**PROMPT:**
Copy out in full every line starting at the one containing "front door, and" and ending at the one containing "<point>458,383</point>". Adjust each point coordinate in them by -52 and leave all other text unchanged.

**SUPPLIED RECORDS:**
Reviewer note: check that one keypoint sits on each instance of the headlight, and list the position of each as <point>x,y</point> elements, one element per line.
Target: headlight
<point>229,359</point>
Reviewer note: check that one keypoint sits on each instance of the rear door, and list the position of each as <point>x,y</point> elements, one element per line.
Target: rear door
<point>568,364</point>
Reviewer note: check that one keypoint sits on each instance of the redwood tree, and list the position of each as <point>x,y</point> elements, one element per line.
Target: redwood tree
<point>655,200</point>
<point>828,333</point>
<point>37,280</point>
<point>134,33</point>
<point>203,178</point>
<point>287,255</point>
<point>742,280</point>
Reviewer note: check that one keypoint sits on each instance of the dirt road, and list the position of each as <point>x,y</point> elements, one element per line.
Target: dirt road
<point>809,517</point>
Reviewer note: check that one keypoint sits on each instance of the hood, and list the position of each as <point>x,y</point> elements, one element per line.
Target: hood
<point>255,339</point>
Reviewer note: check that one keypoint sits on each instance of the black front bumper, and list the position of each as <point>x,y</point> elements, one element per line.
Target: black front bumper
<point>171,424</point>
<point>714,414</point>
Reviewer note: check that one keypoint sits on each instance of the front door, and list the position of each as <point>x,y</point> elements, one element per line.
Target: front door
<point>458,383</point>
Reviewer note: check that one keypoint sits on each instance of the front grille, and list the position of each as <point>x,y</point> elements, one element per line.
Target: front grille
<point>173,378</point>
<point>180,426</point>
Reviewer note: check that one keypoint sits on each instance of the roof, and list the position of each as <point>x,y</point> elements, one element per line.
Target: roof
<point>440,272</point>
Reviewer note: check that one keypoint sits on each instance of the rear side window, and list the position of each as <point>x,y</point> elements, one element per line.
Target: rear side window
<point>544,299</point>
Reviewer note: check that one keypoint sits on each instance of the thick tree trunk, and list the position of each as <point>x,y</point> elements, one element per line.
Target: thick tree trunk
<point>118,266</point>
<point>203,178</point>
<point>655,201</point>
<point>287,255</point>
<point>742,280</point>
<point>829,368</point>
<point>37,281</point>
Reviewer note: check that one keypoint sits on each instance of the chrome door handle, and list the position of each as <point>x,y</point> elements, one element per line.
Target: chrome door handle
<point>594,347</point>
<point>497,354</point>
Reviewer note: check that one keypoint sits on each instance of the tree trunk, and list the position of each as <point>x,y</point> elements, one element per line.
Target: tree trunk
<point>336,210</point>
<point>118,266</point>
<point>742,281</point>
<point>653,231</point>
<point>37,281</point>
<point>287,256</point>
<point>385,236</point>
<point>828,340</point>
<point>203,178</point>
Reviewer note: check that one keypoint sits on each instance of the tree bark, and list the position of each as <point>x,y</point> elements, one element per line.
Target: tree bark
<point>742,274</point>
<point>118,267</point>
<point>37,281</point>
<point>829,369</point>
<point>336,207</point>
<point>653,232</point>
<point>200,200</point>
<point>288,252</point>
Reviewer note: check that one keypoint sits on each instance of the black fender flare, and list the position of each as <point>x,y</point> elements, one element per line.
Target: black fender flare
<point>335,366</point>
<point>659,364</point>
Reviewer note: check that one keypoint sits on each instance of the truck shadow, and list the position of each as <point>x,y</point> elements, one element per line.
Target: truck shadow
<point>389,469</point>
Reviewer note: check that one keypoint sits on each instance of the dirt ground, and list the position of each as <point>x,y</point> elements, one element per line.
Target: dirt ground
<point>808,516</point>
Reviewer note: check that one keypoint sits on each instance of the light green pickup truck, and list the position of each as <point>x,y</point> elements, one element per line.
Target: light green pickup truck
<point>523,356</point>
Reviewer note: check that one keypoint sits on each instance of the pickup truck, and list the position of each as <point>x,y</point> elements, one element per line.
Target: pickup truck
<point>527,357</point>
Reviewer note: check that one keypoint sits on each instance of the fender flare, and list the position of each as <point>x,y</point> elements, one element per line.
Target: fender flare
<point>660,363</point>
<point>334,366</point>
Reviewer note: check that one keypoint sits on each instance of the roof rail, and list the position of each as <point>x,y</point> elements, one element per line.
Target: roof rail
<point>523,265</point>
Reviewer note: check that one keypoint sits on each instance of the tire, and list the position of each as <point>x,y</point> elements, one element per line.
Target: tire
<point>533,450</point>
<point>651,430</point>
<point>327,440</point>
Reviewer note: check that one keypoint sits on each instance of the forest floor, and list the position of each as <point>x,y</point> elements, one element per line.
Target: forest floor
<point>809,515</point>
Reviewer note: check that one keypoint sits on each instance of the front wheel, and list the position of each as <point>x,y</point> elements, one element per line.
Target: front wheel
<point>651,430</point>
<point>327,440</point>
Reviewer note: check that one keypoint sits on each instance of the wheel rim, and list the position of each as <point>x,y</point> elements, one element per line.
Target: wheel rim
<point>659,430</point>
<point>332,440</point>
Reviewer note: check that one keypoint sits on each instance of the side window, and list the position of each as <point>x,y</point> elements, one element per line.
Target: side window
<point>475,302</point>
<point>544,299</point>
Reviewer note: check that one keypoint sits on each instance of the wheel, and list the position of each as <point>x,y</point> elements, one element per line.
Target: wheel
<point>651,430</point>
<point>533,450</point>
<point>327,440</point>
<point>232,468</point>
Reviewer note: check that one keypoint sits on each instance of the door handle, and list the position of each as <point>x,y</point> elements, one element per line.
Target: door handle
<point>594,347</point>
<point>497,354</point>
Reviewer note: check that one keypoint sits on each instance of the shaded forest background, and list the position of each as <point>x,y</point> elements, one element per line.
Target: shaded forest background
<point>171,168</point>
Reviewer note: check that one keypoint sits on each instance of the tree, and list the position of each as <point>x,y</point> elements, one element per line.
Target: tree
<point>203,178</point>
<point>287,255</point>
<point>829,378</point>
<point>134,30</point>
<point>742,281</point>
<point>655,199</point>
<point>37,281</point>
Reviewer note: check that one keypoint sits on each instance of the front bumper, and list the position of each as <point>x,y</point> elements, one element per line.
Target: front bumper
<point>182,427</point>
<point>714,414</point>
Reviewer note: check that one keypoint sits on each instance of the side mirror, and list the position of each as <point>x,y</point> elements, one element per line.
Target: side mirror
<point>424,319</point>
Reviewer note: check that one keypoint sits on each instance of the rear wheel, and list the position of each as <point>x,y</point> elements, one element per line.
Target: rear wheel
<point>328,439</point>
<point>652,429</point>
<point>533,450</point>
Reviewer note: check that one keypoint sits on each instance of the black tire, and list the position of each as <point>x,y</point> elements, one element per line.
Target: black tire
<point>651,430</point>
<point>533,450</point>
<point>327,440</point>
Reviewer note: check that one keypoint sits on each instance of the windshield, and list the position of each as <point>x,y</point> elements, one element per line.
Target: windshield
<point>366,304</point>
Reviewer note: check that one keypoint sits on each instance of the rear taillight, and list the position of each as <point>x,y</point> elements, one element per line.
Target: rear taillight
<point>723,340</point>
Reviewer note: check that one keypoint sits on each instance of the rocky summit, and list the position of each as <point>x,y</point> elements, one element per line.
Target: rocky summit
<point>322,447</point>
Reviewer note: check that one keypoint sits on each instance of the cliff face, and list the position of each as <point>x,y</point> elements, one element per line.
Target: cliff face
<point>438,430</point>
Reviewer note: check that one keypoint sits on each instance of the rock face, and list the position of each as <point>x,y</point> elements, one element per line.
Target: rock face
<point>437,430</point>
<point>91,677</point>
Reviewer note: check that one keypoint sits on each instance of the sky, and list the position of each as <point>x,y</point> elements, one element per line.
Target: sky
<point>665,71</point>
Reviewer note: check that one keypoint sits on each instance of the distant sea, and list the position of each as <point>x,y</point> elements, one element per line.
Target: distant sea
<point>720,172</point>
--
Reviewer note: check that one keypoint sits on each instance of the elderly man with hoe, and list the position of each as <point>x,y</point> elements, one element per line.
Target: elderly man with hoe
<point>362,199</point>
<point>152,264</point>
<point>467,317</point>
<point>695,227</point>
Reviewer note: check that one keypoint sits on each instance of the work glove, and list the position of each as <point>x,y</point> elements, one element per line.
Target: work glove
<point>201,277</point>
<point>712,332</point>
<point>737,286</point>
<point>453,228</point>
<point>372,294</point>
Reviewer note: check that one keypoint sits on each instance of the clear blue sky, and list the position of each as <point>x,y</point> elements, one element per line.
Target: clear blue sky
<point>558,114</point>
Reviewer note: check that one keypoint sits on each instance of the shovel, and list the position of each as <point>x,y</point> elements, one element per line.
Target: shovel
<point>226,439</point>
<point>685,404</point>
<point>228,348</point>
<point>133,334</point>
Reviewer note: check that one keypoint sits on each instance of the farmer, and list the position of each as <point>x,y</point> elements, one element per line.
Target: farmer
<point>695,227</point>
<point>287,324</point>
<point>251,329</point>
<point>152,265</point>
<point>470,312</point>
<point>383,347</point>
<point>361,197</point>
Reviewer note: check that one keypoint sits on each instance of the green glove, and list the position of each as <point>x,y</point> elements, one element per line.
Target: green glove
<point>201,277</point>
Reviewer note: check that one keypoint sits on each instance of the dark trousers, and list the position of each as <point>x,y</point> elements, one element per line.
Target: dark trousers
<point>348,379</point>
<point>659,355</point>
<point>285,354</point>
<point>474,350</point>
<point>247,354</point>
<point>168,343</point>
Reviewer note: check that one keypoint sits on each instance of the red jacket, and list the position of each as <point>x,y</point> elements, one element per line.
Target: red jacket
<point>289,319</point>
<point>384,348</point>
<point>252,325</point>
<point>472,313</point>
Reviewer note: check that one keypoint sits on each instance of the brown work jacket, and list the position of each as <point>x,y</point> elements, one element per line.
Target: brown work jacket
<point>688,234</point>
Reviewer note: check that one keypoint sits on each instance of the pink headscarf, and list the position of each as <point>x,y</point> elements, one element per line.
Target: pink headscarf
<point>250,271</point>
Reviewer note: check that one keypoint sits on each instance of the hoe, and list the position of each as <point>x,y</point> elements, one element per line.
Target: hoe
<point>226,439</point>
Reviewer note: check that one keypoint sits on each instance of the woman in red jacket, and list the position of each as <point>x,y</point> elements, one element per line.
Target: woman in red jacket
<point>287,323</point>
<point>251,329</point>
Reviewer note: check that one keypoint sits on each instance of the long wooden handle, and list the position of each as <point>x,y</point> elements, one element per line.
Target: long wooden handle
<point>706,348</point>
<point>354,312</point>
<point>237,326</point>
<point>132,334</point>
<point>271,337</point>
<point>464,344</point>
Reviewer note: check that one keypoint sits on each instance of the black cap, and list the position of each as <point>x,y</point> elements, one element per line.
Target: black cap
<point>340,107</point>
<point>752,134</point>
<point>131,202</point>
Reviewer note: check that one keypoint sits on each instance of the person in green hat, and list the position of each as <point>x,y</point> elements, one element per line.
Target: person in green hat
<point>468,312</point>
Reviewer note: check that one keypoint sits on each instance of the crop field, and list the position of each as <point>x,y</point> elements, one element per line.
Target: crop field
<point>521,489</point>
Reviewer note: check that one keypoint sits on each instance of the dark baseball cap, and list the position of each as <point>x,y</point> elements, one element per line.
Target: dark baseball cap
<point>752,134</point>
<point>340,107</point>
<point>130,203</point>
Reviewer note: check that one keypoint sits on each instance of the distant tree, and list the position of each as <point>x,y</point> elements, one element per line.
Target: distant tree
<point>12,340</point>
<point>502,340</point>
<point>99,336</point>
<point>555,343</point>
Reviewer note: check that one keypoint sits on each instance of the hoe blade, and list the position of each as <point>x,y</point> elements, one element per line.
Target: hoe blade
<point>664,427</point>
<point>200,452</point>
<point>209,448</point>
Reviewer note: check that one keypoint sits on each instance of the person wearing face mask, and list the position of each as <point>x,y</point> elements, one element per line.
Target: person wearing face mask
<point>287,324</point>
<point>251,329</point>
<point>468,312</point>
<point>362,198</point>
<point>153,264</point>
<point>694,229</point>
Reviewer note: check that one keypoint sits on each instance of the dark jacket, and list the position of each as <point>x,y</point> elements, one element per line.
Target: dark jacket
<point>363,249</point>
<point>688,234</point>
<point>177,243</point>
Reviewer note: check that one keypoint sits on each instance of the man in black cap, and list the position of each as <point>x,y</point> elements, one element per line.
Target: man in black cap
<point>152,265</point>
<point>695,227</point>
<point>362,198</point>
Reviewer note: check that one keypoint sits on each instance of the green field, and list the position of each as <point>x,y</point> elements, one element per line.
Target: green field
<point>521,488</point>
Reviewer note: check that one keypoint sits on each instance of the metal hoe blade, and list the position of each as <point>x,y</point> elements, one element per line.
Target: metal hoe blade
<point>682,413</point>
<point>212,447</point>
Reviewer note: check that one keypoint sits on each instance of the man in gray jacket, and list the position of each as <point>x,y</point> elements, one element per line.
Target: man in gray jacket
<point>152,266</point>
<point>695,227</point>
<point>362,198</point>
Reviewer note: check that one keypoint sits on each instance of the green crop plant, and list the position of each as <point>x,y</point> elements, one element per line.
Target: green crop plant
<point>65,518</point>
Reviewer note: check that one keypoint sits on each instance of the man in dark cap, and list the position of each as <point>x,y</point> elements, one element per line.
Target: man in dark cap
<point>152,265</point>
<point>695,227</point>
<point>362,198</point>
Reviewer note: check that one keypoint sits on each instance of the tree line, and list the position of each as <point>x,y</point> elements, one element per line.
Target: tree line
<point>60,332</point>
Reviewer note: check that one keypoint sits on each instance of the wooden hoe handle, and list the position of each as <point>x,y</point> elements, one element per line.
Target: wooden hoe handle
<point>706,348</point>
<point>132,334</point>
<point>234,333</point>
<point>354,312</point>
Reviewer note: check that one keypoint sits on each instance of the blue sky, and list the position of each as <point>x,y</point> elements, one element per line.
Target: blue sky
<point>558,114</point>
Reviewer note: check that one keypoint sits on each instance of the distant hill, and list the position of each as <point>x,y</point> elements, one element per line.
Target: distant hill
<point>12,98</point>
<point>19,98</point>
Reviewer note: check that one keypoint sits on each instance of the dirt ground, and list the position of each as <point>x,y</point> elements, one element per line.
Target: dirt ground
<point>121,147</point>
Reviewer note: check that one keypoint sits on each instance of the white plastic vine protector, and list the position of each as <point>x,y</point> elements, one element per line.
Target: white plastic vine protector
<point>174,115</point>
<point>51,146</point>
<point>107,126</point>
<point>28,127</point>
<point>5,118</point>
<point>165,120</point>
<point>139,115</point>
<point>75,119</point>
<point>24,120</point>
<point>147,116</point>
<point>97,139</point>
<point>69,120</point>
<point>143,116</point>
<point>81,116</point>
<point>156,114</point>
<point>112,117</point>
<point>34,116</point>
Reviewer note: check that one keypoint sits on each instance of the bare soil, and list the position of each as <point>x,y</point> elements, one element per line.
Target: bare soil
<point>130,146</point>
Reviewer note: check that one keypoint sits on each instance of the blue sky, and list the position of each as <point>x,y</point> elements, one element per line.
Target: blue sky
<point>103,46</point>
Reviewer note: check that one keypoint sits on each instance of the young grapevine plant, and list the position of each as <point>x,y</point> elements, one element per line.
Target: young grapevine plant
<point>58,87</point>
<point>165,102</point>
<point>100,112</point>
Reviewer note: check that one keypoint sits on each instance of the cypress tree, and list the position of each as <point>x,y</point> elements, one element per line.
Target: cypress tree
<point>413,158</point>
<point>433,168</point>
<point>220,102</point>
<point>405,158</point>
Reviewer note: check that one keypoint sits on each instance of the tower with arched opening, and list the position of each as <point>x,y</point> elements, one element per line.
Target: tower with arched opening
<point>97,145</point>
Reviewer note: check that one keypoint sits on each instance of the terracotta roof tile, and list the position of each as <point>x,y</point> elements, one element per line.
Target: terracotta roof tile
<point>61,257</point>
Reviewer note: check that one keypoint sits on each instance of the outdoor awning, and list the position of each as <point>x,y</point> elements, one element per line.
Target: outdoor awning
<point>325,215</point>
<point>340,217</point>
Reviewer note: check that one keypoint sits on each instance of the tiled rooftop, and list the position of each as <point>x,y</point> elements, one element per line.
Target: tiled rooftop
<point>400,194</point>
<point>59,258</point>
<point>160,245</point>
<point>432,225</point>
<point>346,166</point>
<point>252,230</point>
* * *
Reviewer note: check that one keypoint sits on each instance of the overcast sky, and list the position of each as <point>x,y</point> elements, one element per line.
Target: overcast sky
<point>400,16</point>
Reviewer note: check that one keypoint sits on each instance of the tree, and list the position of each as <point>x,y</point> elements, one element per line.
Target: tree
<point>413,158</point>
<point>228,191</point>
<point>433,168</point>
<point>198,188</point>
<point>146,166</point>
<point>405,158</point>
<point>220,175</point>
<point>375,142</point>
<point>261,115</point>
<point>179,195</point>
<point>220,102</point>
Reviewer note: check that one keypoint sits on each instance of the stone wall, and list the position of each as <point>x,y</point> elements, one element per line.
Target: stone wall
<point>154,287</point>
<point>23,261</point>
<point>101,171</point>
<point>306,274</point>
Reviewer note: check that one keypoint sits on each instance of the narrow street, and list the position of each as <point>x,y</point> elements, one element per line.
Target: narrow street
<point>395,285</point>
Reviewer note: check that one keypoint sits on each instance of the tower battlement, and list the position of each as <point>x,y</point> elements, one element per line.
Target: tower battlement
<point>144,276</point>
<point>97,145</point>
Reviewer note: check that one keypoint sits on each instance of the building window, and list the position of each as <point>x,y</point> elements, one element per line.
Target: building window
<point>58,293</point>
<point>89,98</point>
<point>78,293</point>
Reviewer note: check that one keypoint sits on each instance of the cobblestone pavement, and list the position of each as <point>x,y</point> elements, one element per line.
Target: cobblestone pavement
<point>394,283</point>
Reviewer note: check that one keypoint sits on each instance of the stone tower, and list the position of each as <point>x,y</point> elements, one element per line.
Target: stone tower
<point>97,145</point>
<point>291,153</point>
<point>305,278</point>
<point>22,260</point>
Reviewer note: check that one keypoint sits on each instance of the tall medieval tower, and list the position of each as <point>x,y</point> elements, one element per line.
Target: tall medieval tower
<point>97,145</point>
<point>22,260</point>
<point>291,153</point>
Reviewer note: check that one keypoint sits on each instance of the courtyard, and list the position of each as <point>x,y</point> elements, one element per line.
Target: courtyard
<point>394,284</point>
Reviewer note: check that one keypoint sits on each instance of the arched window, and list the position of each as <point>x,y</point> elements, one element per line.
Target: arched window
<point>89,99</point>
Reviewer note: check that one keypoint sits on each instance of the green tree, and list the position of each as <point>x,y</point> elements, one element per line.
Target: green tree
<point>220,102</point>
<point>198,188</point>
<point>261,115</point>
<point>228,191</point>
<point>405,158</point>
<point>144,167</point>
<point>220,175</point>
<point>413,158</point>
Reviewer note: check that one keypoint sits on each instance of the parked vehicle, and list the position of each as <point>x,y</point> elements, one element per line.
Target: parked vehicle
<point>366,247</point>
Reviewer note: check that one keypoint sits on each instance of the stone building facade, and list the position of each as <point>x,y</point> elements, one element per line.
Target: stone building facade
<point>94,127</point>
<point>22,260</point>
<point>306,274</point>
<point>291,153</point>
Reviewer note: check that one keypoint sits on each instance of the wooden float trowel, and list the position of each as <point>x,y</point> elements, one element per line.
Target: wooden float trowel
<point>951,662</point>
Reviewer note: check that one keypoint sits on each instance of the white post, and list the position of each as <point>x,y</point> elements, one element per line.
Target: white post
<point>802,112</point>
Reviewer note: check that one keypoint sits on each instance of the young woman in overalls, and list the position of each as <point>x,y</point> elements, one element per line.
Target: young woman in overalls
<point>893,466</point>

**EXERCISE RESPONSE:**
Reviewer note: check that one keypoint sits on each instance of the front door, and list the position of each as <point>x,y</point> elements, one element per line.
Target: front door
<point>406,331</point>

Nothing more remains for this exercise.